* Task to complete
Continue the README for the HGCAL test beam reconstruction repository, starting right after its last sentence.
━━━ Text provided
Skip to content

bfonta/TestBeamReconstruction

Folders and files

NameName
Last commit message
Last commit date

Latest commit

 
 
 
 
 
 
 
 
 
 
 

Repository files navigation

Goal

Assess the performance of HGCAL's clustering algorithm (CLUE) with testbeam data and simulation. Working under CMSSW 11_1_0_pre2 release.

Status

  • Electromagnetic showers' studies completed and first draft of the Detector's Note ready for submission
  • Now starting to replicate the same studies using hadronic showers

Pipeline description

1) selection stage: the original NTuples are pruned, in order to keep the relevant information only

2) analysis stage:

  • CLUE is run over the pruned NTuples

  • most of the quantities of interest are calculated and stored in csv and ROOT files

3) residual analysis and plotting stage:

  • fits, histogram manipulation and dataframe operations are performed

  • quantities of interest are plotted using BokehPlot, a custom bokeh wrapper (under development, but already capable of doing the most common plotting operations)

Steps 1) and 2) were chained with a Directed Acyclic Graph (DAG) that runs within HTCondor.

Input NTuples

Electromagnetic showers

  • data: /eos/cms/store/group/dpg_hgcal/tb_hgcal/2018/cern_h2_october/offline_analysis/ntuples/v16/ (HGCAL only)

  • sim_proton (with proton contamination): /eos/cms/store/group/dpg_hgcal/tb_hgcal/2018/cern_h2_october/offline_analysis/sim_ntuples/CMSSW11_0_withAHCAL_newBeamline/FTFP_BERT_EMN/v5/electrons/

  • sim_noproton: /eos/cms/store/group/dpg_hgcal/tb_hgcal/2018/cern_h2_october/offline_analysis/sim_ntuples/CMSSW11_0_withAHCAL_newBeamline/FTFP_BERT_EMN/v3/electrons/

Hadronic showers (there are no simulations available without proton contamination)

  • data: /eos/cms/store/group/dpg_hgcal/tb_hgcal/2018/cern_h2_october/offline_analysis/AHCAL_ntuples/v8/ (HGCAL+AHCAL)

  • sim_proton: /eos/cms/store/group/dpg_hgcal/tb_hgcal/2018/cern_h2_october/offline_analysis/sim_ntuples/CMSSW11_0_withAHCAL_newBeamline/FTFP_BERT_EMN/v44_VtxBeam_v3/CorrectFHLay10

Analysis type

Step #3 was divided into independent micro-analysis:

  • hit-level: energy distributions, calibrations, responses, resolutions

  • layer-level: CLUE densities and distances (1D and 2D), fractions of clusterized hits and energies

  • cluster-level: number of hits, energies, number of clusters, 'x' and 'y' position of the clusters in the detector

    • spatial resolution: it is possible to summarize its information across multiple tags (datasets with different conditions)

Scripts' description

  • CondorJobs/: everything related to submitting jobs to the grid

    • bin/write_dag.cc: creates all the required DAG submission files. It takes as input the CondorJobs/ntuple_ids.txt file which lists all the run numbers available and was generated with a combination of ls (applied to the folder with the input Ntuples) and awk. This file is used in combination with a std::map stored in CondorJobs/interface/run_en_map.h which pairs run numbers with incident beam energy in GeV.
━━━━━━
━━━ Given data
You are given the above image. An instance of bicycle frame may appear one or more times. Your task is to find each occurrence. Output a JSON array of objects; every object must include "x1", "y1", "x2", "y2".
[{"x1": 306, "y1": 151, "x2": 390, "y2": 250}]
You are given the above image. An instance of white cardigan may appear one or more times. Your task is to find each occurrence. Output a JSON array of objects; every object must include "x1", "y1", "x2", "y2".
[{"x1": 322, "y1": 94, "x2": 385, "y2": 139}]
━━━━━━
━━━ Given data
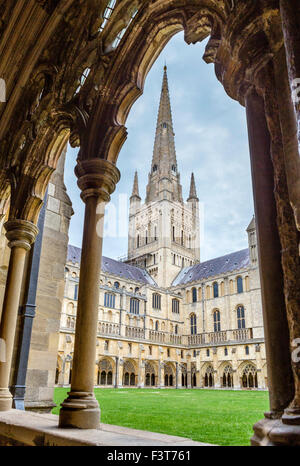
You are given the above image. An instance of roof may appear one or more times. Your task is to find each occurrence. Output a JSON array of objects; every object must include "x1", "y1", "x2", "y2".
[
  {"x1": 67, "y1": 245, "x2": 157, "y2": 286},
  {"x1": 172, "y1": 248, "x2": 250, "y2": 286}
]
━━━━━━
* Answer for the task
    • launcher.sh: used by the jobs to run step #1 and #2

    • clean.sh: very simple utility that cleans the output files of the jobs once they are not needed

    • setup.sh: writes a file named ntuple_ids.txt which contains the identifiers of the data ntuples to be considered for the electromagnetic or hadronic analysis

  • DataProcessing/: everything related to running CLUE and extract its relevant quantities

    • src/CLUEAlgo.cc, interface/CLUEAlgo.h and some other files in interface/: the CLUE standalone algorithm

    • src/CLUEAnalysis.cc and interface/CLUEAnalysis.h: calculation of all the quantities of interested from the results obtained by CLUE

    • src/selector.cc and interface/selector.h: class that manages step #1

    • bin/process_data.cc: executable that runs step #1

    • src/analyzer.cc and interface/analyzer.h: class that manages step #2

    • bin/analyze_data.cc: executable that runs step #2

    • interface/range.h: utility that allows looping over containers by index

    • python/resp_res.py: run the hit-level analysis type

    • python/layer_dep.py: run the layer-level analysis type

    • python/cluster_dep.py: run the cluster-level analysis type

    • python/summarize_tags.py: summaryze cluster spatial resolution related quantities for different tags

  • Step3Anlz/: a CMSSW subpackage to create simulation files. This analysis framework can then be applied both to testbeam data and to CMS simulated data, making comparisons possible. Simulated data is converted into flat Ntuples, so that it can be treated in the exact same way as testbeam data.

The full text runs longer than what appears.